**Written exercise:** Write the records below out in full, character for character, with no pictures.
____
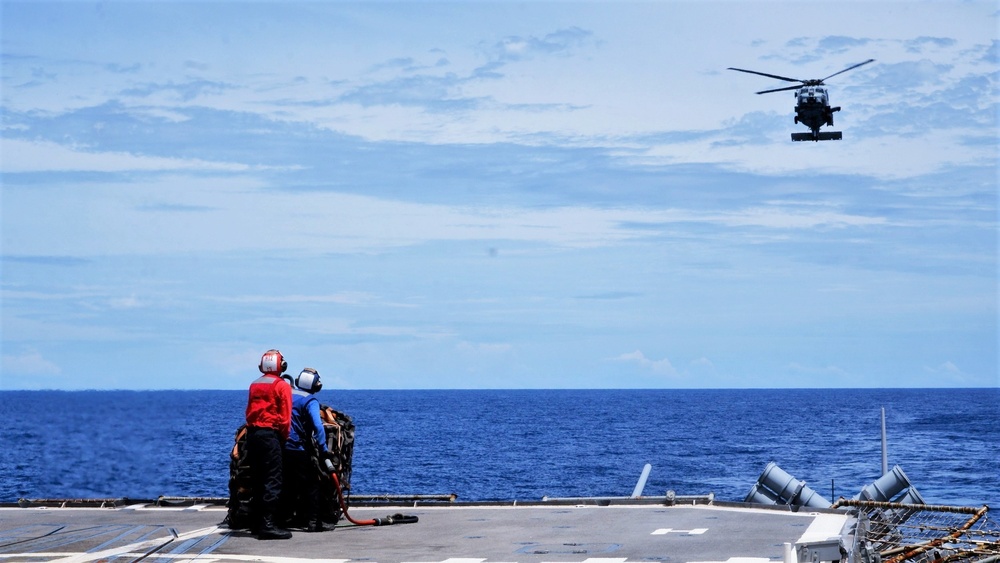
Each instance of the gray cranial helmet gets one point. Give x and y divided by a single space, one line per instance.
308 380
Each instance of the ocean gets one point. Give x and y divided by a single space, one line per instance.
519 444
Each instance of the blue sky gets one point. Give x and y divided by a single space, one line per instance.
497 194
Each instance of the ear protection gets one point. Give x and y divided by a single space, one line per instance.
308 380
272 362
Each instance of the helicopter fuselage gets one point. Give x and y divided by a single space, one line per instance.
812 107
812 103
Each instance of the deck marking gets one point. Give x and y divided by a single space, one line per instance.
691 532
138 546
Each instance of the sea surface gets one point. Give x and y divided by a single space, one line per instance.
519 444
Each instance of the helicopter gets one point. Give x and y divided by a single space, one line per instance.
812 104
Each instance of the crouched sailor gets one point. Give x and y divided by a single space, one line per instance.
301 503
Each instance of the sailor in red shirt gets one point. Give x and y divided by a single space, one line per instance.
269 418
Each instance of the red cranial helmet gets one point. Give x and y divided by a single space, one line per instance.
272 362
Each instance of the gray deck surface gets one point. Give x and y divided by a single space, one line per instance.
459 534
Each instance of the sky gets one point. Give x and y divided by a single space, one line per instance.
494 194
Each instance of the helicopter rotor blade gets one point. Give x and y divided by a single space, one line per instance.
779 89
846 69
785 78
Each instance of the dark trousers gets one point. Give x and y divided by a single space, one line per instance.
300 496
264 448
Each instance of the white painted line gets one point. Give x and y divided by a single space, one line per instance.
691 532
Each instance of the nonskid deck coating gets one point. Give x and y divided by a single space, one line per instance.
453 534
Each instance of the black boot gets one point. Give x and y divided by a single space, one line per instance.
268 531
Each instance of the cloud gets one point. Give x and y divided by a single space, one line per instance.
29 362
44 156
518 48
663 367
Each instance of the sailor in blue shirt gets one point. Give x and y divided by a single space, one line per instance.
302 494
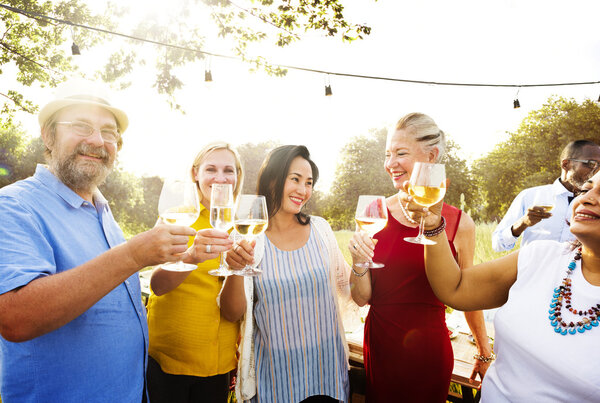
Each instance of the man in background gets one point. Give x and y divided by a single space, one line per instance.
531 213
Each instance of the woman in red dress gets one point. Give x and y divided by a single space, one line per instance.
407 350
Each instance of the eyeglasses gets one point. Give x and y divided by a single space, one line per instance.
591 164
86 130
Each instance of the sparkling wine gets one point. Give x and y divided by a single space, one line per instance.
221 218
371 225
427 195
250 227
184 215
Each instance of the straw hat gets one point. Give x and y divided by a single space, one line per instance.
74 93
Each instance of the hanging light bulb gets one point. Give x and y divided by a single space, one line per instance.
328 91
516 103
75 49
207 69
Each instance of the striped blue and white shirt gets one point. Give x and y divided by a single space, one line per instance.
299 351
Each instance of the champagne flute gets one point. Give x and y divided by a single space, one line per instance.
178 204
251 219
221 206
371 217
545 201
427 186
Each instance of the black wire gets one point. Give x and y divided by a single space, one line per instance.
32 14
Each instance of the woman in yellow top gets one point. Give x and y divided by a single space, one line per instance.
192 346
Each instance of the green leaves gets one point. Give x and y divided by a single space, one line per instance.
530 156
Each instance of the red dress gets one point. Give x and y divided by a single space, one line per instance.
407 352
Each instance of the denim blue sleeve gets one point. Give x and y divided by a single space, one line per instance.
25 253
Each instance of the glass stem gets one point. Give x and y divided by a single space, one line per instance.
421 227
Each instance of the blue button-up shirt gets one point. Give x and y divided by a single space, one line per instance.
555 227
46 228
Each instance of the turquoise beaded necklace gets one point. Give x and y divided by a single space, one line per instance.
562 294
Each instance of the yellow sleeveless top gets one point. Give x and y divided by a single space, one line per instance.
188 336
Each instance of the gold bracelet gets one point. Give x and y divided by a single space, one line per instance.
485 359
357 274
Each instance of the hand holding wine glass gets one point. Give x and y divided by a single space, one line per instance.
178 205
251 219
221 206
371 217
427 186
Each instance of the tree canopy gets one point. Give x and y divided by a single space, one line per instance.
530 156
35 37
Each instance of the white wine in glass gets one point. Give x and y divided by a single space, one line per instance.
251 220
221 217
427 186
178 204
371 217
546 202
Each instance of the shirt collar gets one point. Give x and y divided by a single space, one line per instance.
559 188
48 179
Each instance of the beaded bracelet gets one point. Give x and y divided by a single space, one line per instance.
485 359
436 231
357 274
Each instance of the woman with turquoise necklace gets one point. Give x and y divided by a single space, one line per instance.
547 336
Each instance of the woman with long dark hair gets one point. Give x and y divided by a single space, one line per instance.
293 346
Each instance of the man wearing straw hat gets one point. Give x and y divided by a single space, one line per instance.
72 324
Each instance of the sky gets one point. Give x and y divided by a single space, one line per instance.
494 42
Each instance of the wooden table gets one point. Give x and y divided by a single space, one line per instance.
463 365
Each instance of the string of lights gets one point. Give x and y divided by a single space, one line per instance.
37 16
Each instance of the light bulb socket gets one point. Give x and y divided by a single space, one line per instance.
____
**Response to the task:**
Each instance of the gray cranial helmet gets one point. Give x and y divided by a single space, one line per instance.
308 380
Each instance of the ocean gets one point. Give x and y divided by a single space, one line per instance.
519 444
Each instance of the blue sky gets one point. Give x and y divided by a single space, one line per instance.
497 194
Each instance of the ear protection gets one point. Give x and y divided by a single space, one line per instance.
308 380
272 362
Each instance of the helicopter fuselage gets one point. Give x and y divided by a single space, one line per instance.
812 107
812 103
Each instance of the deck marking gets one point. Give x and y divided by a single space, one line per instance.
691 532
138 546
Each instance of the sea surface gets one point. Give x and y divided by a single space, one line per instance.
519 444
Each instance of the helicopter gets one point. Give x and y divided by a single space, one line per instance.
812 104
Each instance of the crouched sailor gets one point. Give x and y divided by a single space, one line per instance.
301 503
Each instance of the sailor in red shirt gets one point. Give x and y divided by a single space, one line per instance.
269 418
Each instance of the red cranial helmet gets one point. Give x and y divided by a single space, one line per instance.
272 362
Each instance of the gray deck surface gets one point. Give x and y divided by a single space, one line per instance.
459 534
Each instance of the sky gets one point. Give x and y divided by a single space, one line per instance.
494 194
Each instance of the helicopter rotor blade gets one point. Give x and y divided by a single space, one line per instance.
779 89
846 69
785 78
Each instance of the dark trousers gets one point. Give x and y divided by a single space, one line per instance.
300 496
264 448
Each instance of the white painted line gets one point. Give x and y divided by a single space, one line per instance.
691 532
Each instance of the nonskid deck coating gets one point. Give x and y divided by a single space, one line per instance.
453 534
Each instance of the black boot gets one point. Give x and y divided by a single space, one line per instance.
268 531
Each instance of the cloud gets one point. Give x and y divided by a single space, one line per instance.
29 362
44 156
518 48
663 367
Each instance of the sailor in blue shirt gets one point. Give x and y divided by a single space, one line per instance.
302 494
Each instance of the man in background gets one point. Give x and y divided by a single space, one line per instance.
531 213
Each instance of the woman in red dress gets one point. Give x and y divided by a single space, one line per instance.
407 350
Each instance of the eyeglasses gets one point. Give x and y divided by a single space, one line per instance.
591 164
86 130
Each instance of the sparkling wine gets one point. Give x and y divided by a single space, one line per instance.
221 218
371 225
427 195
250 227
184 215
Each instance of the straw hat gets one point. Give x and y divided by a single space, one line per instance.
74 93
Each instance of the hanging light bulb gets one point. Give x and y divided by a single space, one line per instance.
328 91
516 103
75 49
207 69
Each instance of the striped blue and white shirt gets one point. Give x and y divided by a single space, one line per instance.
299 351
Each instance of the champagne flute gets one point. Give x and y divided by a single space, one line per instance.
178 204
251 219
221 206
371 217
545 201
427 186
Each instance of the black wire gets one point. Give x and y divided by a single space, one line per instance.
32 14
Each instance of the woman in yellow top gets one point. Give x and y divided by a single space, one line per instance.
192 346
Each instance of the green leaves gets one point. Give x and y divided by a single space, one line per instance.
530 156
Each instance of the red dress gets one point. Give x and y divided by a single space, one line per instance.
407 352
Each instance of the denim blue sleeve gets one point. Give x and y divided by a single space, one line per instance.
25 253
Each instance of the glass stem gets one point. Give x and y divided by a single space, one line per instance.
421 227
Each instance of the blue button-up shirt gets one point. Give x and y divided by a single space, one line per instance.
555 227
46 228
Each instance of the turquoise beaded necklace gets one point. Give x and y divided by a single space, one line per instance.
562 294
Each instance of the yellow sleeveless top gets one point. Give x and y divided by a single space, one line per instance.
188 336
Each instance of the gold bracelet gets one point. Give x and y divided by a single space, one line per instance.
485 359
357 274
Each instance of the hand holding wine glass gets one point. Give x and y divided by a single space, one line per instance.
178 205
251 219
221 206
371 217
427 186
Each instance of the tree canopy gets one point. Give x and y divided by a single space, one line per instance.
530 156
35 37
Each instance of the white wine in glass gets one point. Give x and y divided by a single space, one line per instance.
251 220
221 217
427 186
178 204
371 217
546 202
Each instance of the shirt collar gets one point. Give x and y divided by a single space, one line per instance.
559 188
48 179
Each instance of the beaded bracelet gets one point. Give x and y divided by a single space, one line per instance.
485 359
436 231
357 274
Each instance of the woman with turquoise necklace gets one point. Give x and y divided by a single space, one line per instance.
547 336
Each instance of the woman with long dark hair gets one point. Give x and y divided by a single space, one line per instance.
293 346
Each instance of the man wearing straw hat gets one point. Give x and y divided by a single space, one line per instance.
72 324
Each instance of the sky gets one point. Give x and y divided by a single space, one line per instance.
494 42
Each instance of the wooden table gets one point. Give x and y divided by a single space, one line per instance.
463 365
Each instance of the string of lights gets one point. Give x and y divided by a single space, one line per instance.
37 16
Each instance of the light bulb socket gets one point. Give x and y divided by a single space, one line per instance.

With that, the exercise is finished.